Transcribe each record exactly. Include every one.

• Location labeling records
——————

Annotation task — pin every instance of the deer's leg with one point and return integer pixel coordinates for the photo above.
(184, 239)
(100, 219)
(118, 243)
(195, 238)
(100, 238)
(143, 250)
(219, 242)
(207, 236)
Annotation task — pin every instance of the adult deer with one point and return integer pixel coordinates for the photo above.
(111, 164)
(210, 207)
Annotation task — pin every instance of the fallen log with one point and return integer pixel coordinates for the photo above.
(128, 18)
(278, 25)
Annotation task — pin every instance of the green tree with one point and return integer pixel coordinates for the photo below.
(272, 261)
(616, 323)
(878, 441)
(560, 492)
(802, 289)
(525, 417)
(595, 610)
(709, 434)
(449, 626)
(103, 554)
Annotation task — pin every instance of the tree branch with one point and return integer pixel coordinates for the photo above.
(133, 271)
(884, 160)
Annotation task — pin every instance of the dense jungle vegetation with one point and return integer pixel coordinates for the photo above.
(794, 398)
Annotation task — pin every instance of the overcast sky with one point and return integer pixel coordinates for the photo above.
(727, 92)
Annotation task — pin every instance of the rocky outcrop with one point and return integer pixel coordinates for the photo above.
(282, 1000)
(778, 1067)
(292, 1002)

——————

• Result
Annotation task — pin every instance of the deer's leg with one point and return integer pixel coordinates for the photo above.
(184, 239)
(100, 219)
(118, 243)
(195, 238)
(100, 238)
(143, 250)
(219, 242)
(207, 236)
Annotation task — pin every instance of the adult deer with one point and return integer pixel coordinates for the photo above.
(111, 164)
(210, 207)
Annotation task — pin every instance of the fallen log with one point and return integer pixel coordinates for the photo above.
(128, 18)
(278, 25)
Annotation task — pin every instance of the green tree with one point and return integer pixel coordinates for the photo below.
(272, 261)
(616, 323)
(878, 441)
(560, 492)
(802, 289)
(525, 417)
(595, 610)
(709, 434)
(449, 626)
(103, 554)
Annotation task — pin every instance of the tree branch with one point and return integer pixel coordinates for the photo above.
(133, 271)
(884, 160)
Annotation task — pin every instance of the dense jungle vegetation with one point and return integer pixel coordinates for the photo above.
(794, 398)
Annotation task — pin every instance of the overcast sky with one point and return integer pixel coordinates for the photo above.
(727, 92)
Annotation task — pin every instance of the rocky outcrop with one point and return integer pixel coordinates for the photo above.
(282, 1000)
(778, 1067)
(292, 1002)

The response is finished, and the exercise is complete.